Source document
Instead, I would like to talk about something else: the "dying well" movement and the analogy I see to the "natural childbirth" movement. Birth and death. Two important transitions in the lifespan. I teach lifespan developmental psychology, but before this past year I didn't feel like an expert on the topic of dying. I knew what the textbooks said, but that's about it. I did feel like an expert on the early part of the lifespan, having both read the literature and worked with children in a variety of roles, including camp counselor, Big Brother, researcher, preschool teacher, and parent.

So I knew about the "natural childbirth" movement, which began before my own birth (my mom tells of having to travel for my birth to the only hospital in our state of Maine that allowed Lamaze), but I only lately learned about the "dying well" movement, which is more recent. Some of the dying well movement centers around Dr. Ira Byock, who has a book and a website by that name (, but I see it as part of a broader and growing discussion of end-of-life issues in our society, driven by factors such as an aging population, advances in medical technology, and concerns about health care costs.

Birth and death. Two natural parts of the lifespan that people felt had been made artificial, that they wanted to reclaim from the medical monolith. In both cases, people wanted to pull back the Wizard's sterile curtain and give expectant mothers or dying patients more say over the process. In both cases, one basic decision was location: home or hospital? Another issue in both cases was painkilling drugs. Natural childbirth advocates encouraged women to not assume that they needed painkillers to get through labor. Advocates of dying well argued that physical pain could always be controlled (although perhaps at the cost of mental clarity) and that traditional medical concerns about addiction were inappropriate. Both movements encouraged people to discuss and document their wishes in advance (hence "birth plans," "living wills," etc.).

Extracted material

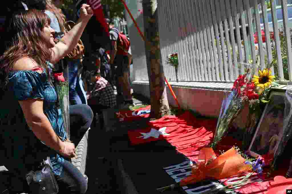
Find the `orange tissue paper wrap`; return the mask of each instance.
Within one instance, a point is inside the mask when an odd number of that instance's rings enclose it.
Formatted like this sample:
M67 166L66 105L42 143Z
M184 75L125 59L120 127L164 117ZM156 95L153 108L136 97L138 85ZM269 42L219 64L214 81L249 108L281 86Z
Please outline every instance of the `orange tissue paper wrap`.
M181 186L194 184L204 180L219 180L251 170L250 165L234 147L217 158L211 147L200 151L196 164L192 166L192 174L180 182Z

---

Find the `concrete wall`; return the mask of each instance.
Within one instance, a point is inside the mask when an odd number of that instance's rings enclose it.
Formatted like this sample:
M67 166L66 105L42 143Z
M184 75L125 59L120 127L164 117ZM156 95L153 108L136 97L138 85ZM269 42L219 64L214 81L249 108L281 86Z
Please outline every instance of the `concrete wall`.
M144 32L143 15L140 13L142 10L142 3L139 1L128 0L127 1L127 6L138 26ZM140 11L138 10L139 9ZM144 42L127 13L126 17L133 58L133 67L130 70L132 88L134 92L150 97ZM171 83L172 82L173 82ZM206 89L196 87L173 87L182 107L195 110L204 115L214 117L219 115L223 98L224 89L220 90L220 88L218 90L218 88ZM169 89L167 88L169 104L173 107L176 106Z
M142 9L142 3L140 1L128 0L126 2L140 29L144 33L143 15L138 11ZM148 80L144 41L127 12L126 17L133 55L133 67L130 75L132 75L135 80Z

Complete the following
[1] Answer from the dying well essay:
(a) Which state does the author's mother name as home to the only hospital that allowed Lamaze?
(b) Which physician is named as central to part of the dying well movement?
(c) According to advocates of dying well, what might be the cost of always controlling physical pain?
[2] Rewrite as a bulleted list the paragraph of the dying well essay that begins "Birth and death. Two natural parts of the lifespan", keeping its main facts.
[3] Transcribe the dying well essay from "Instead, I would" to "teacher, and parent.".

Answer set
[1]
(a) Maine.
(b) Dr. Ira Byock.
(c) Mental clarity.

[2]
- Both birth and death are natural parts of the lifespan that people felt had been made artificial and wanted to reclaim from the medical establishment.
- Both movements aimed to give expectant mothers or dying patients more say over the process.
- In both cases, a basic decision was location: home or hospital.
- Painkilling drugs were an issue in both:
  - Natural childbirth advocates encouraged women not to assume they needed painkillers during labor.
  - Dying well advocates argued that physical pain could always be controlled, though perhaps at the cost of mental clarity, and that traditional medical concerns about addiction were inappropriate.
- Both movements encouraged people to discuss and document their wishes in advance, as in "birth plans" and "living wills."

[3]
Instead, I would like to talk about something else: the "dying well" movement and the analogy I see to the "natural childbirth" movement. Birth and death. Two important transitions in the lifespan. I teach lifespan developmental psychology, but before this past year I didn't feel like an expert on the topic of dying. I knew what the textbooks said, but that's about it. I did feel like an expert on the early part of the lifespan, having both read the literature and worked with children in a variety of roles, including camp counselor, Big Brother, researcher, preschool teacher, and parent.